**Task details:** Output, with no changes, the span of lines that opens with the line containing "Grab each window sill in the image above." and closes with the last line.

## begin Material for this task

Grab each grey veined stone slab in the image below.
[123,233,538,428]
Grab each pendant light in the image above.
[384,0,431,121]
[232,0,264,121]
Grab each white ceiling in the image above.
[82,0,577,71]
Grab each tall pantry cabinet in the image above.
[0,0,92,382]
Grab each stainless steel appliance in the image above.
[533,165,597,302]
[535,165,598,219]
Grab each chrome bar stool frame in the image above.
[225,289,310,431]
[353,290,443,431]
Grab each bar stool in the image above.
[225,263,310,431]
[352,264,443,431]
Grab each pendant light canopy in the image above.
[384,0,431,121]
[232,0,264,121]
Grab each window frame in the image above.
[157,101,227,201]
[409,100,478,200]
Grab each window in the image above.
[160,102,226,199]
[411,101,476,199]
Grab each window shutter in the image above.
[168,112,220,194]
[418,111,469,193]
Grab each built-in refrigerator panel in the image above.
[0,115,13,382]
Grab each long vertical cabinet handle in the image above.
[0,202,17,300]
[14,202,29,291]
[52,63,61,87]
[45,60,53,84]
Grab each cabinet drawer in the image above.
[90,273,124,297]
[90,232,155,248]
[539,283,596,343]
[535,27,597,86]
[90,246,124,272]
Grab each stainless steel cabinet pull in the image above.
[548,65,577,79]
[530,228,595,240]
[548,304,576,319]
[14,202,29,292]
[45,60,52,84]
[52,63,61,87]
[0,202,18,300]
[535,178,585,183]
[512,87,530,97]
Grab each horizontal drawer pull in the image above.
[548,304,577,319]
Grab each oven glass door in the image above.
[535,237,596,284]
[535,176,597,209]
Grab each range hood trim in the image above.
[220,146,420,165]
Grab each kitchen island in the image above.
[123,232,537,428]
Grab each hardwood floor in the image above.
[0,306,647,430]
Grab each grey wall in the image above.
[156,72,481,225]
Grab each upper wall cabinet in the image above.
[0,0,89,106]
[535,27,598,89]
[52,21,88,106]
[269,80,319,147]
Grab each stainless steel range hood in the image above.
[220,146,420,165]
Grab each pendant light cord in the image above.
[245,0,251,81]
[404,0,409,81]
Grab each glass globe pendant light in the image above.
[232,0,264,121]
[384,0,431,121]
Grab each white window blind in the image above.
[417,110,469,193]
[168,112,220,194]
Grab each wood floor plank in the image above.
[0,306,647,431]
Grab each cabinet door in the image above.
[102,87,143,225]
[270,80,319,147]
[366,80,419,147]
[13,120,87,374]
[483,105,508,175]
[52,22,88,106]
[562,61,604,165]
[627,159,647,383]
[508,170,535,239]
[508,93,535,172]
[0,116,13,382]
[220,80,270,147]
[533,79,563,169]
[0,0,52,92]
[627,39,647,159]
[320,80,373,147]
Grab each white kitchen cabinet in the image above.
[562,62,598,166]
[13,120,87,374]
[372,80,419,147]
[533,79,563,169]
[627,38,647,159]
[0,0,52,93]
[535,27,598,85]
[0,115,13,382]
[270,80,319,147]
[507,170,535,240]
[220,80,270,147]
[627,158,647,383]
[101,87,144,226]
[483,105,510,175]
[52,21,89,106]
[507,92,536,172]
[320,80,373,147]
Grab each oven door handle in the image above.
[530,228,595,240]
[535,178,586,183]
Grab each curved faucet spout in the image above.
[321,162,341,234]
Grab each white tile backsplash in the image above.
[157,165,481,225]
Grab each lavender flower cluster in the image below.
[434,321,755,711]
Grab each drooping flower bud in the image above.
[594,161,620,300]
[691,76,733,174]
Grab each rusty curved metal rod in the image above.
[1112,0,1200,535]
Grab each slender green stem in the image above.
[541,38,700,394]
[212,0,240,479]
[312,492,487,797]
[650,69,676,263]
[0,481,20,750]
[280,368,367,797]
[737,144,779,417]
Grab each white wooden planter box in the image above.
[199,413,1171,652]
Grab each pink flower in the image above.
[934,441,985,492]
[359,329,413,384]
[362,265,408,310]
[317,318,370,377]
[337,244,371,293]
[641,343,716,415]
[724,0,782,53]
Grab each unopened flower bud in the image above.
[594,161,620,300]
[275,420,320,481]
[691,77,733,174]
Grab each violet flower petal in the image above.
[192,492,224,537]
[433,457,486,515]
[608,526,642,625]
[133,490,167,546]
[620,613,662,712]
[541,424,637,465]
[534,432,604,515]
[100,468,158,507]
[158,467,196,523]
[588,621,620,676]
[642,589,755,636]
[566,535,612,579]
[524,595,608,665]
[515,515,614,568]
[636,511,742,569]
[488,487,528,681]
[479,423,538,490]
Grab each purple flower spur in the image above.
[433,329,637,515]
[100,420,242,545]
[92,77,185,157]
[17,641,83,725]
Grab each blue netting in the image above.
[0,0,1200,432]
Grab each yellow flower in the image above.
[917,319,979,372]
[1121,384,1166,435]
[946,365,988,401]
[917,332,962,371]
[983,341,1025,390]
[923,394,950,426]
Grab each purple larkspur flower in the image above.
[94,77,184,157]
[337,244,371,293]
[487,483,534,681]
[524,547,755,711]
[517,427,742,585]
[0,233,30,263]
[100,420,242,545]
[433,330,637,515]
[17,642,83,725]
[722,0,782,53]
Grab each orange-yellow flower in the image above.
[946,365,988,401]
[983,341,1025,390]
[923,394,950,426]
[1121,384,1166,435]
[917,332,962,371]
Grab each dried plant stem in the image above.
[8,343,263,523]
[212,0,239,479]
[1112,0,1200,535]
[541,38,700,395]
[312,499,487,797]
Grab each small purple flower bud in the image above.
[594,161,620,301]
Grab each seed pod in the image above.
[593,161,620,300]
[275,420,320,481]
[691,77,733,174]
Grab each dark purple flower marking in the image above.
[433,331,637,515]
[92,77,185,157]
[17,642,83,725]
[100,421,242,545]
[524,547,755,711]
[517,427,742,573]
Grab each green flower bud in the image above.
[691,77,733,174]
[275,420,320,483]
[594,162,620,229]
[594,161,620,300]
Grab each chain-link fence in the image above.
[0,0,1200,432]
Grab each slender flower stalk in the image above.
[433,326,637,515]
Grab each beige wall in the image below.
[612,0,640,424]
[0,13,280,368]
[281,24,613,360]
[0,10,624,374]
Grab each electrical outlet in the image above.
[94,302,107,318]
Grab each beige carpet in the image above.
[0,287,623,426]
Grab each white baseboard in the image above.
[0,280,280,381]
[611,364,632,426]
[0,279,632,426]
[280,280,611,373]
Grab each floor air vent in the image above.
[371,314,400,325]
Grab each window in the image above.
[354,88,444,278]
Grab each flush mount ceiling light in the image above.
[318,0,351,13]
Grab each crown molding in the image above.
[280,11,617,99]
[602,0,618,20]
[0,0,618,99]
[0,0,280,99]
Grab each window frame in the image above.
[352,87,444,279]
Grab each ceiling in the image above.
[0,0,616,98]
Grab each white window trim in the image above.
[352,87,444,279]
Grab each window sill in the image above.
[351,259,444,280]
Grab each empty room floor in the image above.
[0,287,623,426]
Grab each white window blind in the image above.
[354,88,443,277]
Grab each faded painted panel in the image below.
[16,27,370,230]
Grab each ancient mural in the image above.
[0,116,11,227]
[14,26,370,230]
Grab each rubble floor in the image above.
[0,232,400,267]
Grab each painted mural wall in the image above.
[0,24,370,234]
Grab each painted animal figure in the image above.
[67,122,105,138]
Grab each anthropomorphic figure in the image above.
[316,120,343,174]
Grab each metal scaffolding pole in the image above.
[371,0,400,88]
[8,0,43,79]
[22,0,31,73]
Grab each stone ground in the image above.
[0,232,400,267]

## end Material for this task

**Result:**
Grab each window sill in the image above.
[351,259,444,280]
Grab each empty room floor in the image above.
[0,287,623,426]
Grab each white window blind in the image above.
[354,88,443,277]
Grab each faded painted panel in the image below.
[16,27,370,230]
Grab each ancient mural in the image above.
[0,116,11,227]
[14,26,370,230]
Grab each rubble floor in the image above.
[0,232,400,267]
Grab each painted mural wall in the image above.
[0,24,370,234]
Grab each painted animal figure in the image above.
[67,122,105,138]
Grab each anthropomorphic figure in the image above.
[316,120,343,174]
Grab each metal scaffolding pole in the image above.
[371,0,400,88]
[8,0,43,79]
[22,0,31,73]
Grab each stone ground in the image above.
[0,232,400,267]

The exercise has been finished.